Problem to solve: Each of the entries should be retyped precisely as it appears.
+++
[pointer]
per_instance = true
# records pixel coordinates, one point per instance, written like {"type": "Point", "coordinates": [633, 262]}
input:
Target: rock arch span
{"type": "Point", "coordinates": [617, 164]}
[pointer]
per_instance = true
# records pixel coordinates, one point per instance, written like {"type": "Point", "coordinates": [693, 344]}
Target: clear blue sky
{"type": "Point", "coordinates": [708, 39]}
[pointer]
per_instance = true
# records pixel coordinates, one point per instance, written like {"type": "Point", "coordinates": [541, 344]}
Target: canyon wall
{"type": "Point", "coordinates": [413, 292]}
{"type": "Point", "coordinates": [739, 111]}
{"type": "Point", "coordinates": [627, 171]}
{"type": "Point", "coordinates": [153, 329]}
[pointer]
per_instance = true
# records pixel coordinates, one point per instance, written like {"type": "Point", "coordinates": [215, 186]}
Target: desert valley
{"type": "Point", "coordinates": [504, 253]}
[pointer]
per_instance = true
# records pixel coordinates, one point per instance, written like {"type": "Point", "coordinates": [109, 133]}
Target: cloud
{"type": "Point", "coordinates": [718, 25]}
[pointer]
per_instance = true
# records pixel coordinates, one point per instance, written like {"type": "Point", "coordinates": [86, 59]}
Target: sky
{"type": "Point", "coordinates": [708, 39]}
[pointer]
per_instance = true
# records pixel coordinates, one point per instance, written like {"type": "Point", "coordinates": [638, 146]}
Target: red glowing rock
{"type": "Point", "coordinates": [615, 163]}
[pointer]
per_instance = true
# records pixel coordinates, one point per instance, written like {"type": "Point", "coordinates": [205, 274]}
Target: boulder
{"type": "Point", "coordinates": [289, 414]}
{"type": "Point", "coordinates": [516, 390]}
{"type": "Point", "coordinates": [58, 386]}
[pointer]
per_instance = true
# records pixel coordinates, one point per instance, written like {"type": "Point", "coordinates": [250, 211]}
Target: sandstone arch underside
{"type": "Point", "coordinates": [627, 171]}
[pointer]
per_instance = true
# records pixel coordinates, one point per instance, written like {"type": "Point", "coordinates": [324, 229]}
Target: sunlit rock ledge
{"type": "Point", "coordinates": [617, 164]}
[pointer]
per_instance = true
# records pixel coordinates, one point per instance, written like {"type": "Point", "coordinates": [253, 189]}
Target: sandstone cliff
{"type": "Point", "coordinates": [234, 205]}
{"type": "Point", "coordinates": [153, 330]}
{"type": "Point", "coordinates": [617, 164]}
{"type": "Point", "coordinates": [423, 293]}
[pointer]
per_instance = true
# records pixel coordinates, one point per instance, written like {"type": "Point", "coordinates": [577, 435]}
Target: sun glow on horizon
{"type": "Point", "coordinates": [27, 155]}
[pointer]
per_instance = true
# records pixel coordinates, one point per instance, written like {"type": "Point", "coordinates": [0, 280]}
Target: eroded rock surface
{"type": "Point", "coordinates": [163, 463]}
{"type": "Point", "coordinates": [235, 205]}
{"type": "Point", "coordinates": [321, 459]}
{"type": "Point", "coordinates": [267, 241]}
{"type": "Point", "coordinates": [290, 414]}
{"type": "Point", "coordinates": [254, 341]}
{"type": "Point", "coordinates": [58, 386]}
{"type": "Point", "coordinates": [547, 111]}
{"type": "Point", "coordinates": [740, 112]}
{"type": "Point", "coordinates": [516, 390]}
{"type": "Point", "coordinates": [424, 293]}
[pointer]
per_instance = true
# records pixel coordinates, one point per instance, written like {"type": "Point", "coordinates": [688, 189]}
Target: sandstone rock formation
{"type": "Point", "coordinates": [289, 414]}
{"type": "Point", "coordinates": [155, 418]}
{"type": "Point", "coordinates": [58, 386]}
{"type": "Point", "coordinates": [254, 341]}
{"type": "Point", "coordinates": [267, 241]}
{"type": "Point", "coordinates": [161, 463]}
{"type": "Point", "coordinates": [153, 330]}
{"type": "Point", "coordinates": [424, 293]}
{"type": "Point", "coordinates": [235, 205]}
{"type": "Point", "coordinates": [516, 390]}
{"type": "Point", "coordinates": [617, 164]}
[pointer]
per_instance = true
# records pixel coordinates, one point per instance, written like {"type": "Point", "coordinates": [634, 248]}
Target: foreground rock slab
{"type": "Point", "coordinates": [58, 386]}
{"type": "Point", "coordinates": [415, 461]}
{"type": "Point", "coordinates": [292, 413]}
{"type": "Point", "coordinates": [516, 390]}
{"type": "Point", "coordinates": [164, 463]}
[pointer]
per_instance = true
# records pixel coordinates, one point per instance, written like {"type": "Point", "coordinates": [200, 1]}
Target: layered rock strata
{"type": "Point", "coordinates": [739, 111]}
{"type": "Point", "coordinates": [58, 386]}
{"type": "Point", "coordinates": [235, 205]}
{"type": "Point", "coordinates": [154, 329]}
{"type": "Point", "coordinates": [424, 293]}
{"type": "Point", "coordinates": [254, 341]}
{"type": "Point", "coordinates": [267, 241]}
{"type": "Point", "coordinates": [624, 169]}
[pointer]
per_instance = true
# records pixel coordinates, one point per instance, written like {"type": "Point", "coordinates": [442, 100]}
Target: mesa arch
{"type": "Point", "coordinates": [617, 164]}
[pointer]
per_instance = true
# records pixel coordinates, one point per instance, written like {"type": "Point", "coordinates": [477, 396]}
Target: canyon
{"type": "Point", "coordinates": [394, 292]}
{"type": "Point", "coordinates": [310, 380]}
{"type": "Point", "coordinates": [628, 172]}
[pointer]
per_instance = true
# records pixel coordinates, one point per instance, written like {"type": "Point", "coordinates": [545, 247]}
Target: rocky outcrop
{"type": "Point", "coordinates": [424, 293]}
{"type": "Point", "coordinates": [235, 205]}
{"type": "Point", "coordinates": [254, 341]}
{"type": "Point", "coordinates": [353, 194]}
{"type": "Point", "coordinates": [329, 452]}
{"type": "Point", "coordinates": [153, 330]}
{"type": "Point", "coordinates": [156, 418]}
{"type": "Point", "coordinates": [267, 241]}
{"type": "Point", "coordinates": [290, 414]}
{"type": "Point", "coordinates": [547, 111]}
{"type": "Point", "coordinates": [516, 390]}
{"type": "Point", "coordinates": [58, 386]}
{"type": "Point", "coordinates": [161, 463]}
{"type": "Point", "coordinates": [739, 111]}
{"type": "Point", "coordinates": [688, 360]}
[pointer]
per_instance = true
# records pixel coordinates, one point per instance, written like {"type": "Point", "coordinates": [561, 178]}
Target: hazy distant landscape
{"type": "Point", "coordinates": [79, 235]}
+++
Worked solution:
[pointer]
per_instance = true
# records pixel coordinates, one point per instance, written like {"type": "Point", "coordinates": [633, 262]}
input:
Target: rock arch span
{"type": "Point", "coordinates": [617, 164]}
[pointer]
per_instance = true
# records pixel coordinates, one point per instance, written like {"type": "Point", "coordinates": [693, 344]}
Target: clear blue sky
{"type": "Point", "coordinates": [708, 39]}
[pointer]
per_instance = true
# records pixel coordinates, one point per instance, written like {"type": "Point", "coordinates": [541, 344]}
Target: canyon wall
{"type": "Point", "coordinates": [413, 292]}
{"type": "Point", "coordinates": [739, 111]}
{"type": "Point", "coordinates": [627, 171]}
{"type": "Point", "coordinates": [153, 329]}
[pointer]
per_instance = true
# records pixel coordinates, one point per instance, written like {"type": "Point", "coordinates": [215, 186]}
Target: desert valley
{"type": "Point", "coordinates": [504, 253]}
[pointer]
per_instance = true
# records pixel coordinates, one point per instance, written like {"type": "Point", "coordinates": [109, 133]}
Target: cloud
{"type": "Point", "coordinates": [718, 25]}
[pointer]
per_instance = true
# records pixel coordinates, one point per instance, written like {"type": "Point", "coordinates": [86, 59]}
Target: sky
{"type": "Point", "coordinates": [708, 39]}
[pointer]
per_instance = true
# records pixel coordinates, one point per instance, written like {"type": "Point", "coordinates": [638, 146]}
Target: red glowing rock
{"type": "Point", "coordinates": [615, 163]}
[pointer]
per_instance = true
# records pixel coordinates, one point per instance, written like {"type": "Point", "coordinates": [205, 274]}
Target: boulder
{"type": "Point", "coordinates": [289, 414]}
{"type": "Point", "coordinates": [516, 390]}
{"type": "Point", "coordinates": [58, 386]}
[pointer]
per_instance = true
# records pixel coordinates, one point per instance, written like {"type": "Point", "coordinates": [250, 211]}
Target: sandstone arch underside
{"type": "Point", "coordinates": [627, 171]}
[pointer]
per_instance = true
# records pixel coordinates, one point per instance, written like {"type": "Point", "coordinates": [324, 229]}
Target: sunlit rock ledge
{"type": "Point", "coordinates": [617, 164]}
[pointer]
per_instance = true
# records pixel coordinates, one point per instance, written like {"type": "Point", "coordinates": [253, 189]}
Target: sandstone cliff
{"type": "Point", "coordinates": [234, 205]}
{"type": "Point", "coordinates": [153, 330]}
{"type": "Point", "coordinates": [617, 164]}
{"type": "Point", "coordinates": [423, 293]}
[pointer]
per_instance = true
# records pixel coordinates, one point per instance, written like {"type": "Point", "coordinates": [577, 435]}
Target: sun glow on horizon
{"type": "Point", "coordinates": [27, 155]}
[pointer]
per_instance = true
# records pixel coordinates, one point per instance, written like {"type": "Point", "coordinates": [0, 280]}
Target: eroded rock surface
{"type": "Point", "coordinates": [163, 463]}
{"type": "Point", "coordinates": [235, 205]}
{"type": "Point", "coordinates": [321, 459]}
{"type": "Point", "coordinates": [267, 241]}
{"type": "Point", "coordinates": [290, 414]}
{"type": "Point", "coordinates": [254, 341]}
{"type": "Point", "coordinates": [58, 386]}
{"type": "Point", "coordinates": [547, 111]}
{"type": "Point", "coordinates": [740, 112]}
{"type": "Point", "coordinates": [516, 390]}
{"type": "Point", "coordinates": [424, 293]}
[pointer]
per_instance = true
# records pixel coordinates, one point per instance, written like {"type": "Point", "coordinates": [688, 189]}
Target: sandstone rock formation
{"type": "Point", "coordinates": [289, 414]}
{"type": "Point", "coordinates": [155, 418]}
{"type": "Point", "coordinates": [58, 386]}
{"type": "Point", "coordinates": [254, 341]}
{"type": "Point", "coordinates": [267, 241]}
{"type": "Point", "coordinates": [161, 463]}
{"type": "Point", "coordinates": [153, 330]}
{"type": "Point", "coordinates": [424, 293]}
{"type": "Point", "coordinates": [235, 205]}
{"type": "Point", "coordinates": [516, 390]}
{"type": "Point", "coordinates": [617, 164]}
[pointer]
per_instance = true
# records pixel coordinates, one point per instance, written like {"type": "Point", "coordinates": [634, 248]}
Target: foreground rock slab
{"type": "Point", "coordinates": [58, 386]}
{"type": "Point", "coordinates": [415, 461]}
{"type": "Point", "coordinates": [292, 413]}
{"type": "Point", "coordinates": [516, 390]}
{"type": "Point", "coordinates": [164, 463]}
[pointer]
per_instance = true
# records pixel coordinates, one point per instance, written like {"type": "Point", "coordinates": [200, 1]}
Target: layered rock strata
{"type": "Point", "coordinates": [739, 111]}
{"type": "Point", "coordinates": [58, 386]}
{"type": "Point", "coordinates": [235, 205]}
{"type": "Point", "coordinates": [154, 329]}
{"type": "Point", "coordinates": [424, 293]}
{"type": "Point", "coordinates": [254, 341]}
{"type": "Point", "coordinates": [267, 241]}
{"type": "Point", "coordinates": [624, 169]}
[pointer]
per_instance = true
# records pixel coordinates, one point per instance, written like {"type": "Point", "coordinates": [442, 100]}
Target: mesa arch
{"type": "Point", "coordinates": [617, 164]}
[pointer]
per_instance = true
# records pixel coordinates, one point per instance, written like {"type": "Point", "coordinates": [477, 396]}
Target: canyon
{"type": "Point", "coordinates": [394, 292]}
{"type": "Point", "coordinates": [310, 380]}
{"type": "Point", "coordinates": [628, 172]}
[pointer]
per_instance = true
# records pixel coordinates, one point per instance, written like {"type": "Point", "coordinates": [545, 247]}
Target: rocky outcrop
{"type": "Point", "coordinates": [424, 293]}
{"type": "Point", "coordinates": [235, 205]}
{"type": "Point", "coordinates": [254, 341]}
{"type": "Point", "coordinates": [353, 194]}
{"type": "Point", "coordinates": [329, 452]}
{"type": "Point", "coordinates": [153, 330]}
{"type": "Point", "coordinates": [156, 418]}
{"type": "Point", "coordinates": [267, 241]}
{"type": "Point", "coordinates": [290, 414]}
{"type": "Point", "coordinates": [547, 111]}
{"type": "Point", "coordinates": [516, 390]}
{"type": "Point", "coordinates": [58, 386]}
{"type": "Point", "coordinates": [161, 463]}
{"type": "Point", "coordinates": [739, 111]}
{"type": "Point", "coordinates": [688, 360]}
[pointer]
per_instance = true
# records pixel coordinates, one point per instance, written like {"type": "Point", "coordinates": [561, 178]}
Target: hazy distant landscape
{"type": "Point", "coordinates": [79, 235]}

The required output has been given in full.